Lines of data
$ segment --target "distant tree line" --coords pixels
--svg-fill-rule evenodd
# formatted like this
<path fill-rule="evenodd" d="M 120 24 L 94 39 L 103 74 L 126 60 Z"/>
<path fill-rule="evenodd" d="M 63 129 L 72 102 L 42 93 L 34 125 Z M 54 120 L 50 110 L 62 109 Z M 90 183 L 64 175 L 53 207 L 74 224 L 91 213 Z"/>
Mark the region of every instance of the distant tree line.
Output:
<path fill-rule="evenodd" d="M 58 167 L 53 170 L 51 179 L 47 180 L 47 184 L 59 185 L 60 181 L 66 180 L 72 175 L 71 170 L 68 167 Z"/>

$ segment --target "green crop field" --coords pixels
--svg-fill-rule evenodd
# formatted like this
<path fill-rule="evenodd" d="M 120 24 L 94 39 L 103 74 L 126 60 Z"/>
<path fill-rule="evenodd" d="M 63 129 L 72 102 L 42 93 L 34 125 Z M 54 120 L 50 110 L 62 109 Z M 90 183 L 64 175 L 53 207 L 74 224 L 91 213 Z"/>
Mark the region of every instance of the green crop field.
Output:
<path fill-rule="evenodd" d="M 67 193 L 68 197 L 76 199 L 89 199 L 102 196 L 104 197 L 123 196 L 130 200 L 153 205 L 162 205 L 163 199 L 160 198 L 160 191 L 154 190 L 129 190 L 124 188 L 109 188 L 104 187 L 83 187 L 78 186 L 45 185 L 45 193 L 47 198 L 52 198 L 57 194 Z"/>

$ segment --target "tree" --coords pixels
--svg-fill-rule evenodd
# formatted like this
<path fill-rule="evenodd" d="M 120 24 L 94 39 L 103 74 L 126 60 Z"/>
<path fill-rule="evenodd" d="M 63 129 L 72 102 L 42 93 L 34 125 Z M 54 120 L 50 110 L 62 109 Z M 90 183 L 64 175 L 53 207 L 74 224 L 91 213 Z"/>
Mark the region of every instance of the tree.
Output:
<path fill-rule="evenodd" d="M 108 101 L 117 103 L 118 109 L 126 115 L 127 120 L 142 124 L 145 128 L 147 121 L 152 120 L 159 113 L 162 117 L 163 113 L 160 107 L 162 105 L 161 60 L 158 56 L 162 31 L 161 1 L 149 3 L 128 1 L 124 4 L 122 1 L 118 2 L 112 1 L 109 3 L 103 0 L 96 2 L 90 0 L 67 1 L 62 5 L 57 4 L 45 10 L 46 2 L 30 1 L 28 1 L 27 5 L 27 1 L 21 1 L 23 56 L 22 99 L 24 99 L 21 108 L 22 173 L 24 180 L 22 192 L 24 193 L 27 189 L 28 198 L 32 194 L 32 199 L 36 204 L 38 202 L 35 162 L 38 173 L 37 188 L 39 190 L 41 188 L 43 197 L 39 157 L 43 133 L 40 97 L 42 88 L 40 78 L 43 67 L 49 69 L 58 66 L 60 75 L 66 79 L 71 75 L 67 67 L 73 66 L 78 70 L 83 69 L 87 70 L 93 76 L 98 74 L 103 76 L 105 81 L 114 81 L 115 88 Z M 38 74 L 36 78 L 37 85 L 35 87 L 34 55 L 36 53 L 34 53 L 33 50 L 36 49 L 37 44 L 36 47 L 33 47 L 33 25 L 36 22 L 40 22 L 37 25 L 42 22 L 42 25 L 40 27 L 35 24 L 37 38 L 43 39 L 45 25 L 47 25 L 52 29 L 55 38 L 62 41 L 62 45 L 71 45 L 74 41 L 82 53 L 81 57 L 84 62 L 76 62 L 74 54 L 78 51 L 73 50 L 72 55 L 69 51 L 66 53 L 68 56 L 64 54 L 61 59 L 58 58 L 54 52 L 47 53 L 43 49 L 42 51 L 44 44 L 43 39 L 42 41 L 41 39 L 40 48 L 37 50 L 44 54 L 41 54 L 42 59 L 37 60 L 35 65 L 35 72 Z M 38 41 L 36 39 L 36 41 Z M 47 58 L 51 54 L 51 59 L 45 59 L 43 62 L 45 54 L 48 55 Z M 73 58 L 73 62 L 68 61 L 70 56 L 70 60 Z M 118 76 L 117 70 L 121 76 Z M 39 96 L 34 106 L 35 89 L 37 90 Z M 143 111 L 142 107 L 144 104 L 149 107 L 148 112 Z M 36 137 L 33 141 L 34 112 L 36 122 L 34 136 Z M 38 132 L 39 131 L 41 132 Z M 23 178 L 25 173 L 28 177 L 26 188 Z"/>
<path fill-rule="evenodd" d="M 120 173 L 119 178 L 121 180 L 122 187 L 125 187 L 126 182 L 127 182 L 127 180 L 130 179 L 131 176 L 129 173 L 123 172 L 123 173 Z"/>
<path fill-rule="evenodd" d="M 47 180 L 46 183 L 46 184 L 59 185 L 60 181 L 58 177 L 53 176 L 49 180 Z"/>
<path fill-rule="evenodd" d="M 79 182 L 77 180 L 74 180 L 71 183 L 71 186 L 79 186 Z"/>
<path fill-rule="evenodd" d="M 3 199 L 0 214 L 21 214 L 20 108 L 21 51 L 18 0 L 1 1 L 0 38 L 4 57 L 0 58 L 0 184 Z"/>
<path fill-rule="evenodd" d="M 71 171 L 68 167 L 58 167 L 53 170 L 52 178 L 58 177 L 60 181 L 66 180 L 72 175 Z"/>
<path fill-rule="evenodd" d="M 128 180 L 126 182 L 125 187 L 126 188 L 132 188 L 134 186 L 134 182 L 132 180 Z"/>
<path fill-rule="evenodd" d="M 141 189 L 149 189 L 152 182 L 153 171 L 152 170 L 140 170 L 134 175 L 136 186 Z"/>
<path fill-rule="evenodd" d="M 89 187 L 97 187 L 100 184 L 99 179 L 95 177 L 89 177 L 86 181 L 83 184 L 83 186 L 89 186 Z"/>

What you have to do
Pull out every line of the records above that contains the string "pixels".

The completed task
$ segment --target "distant tree line" --coords pixels
$ segment --target "green crop field" --coords pixels
$ segment --target "tree" --coords pixels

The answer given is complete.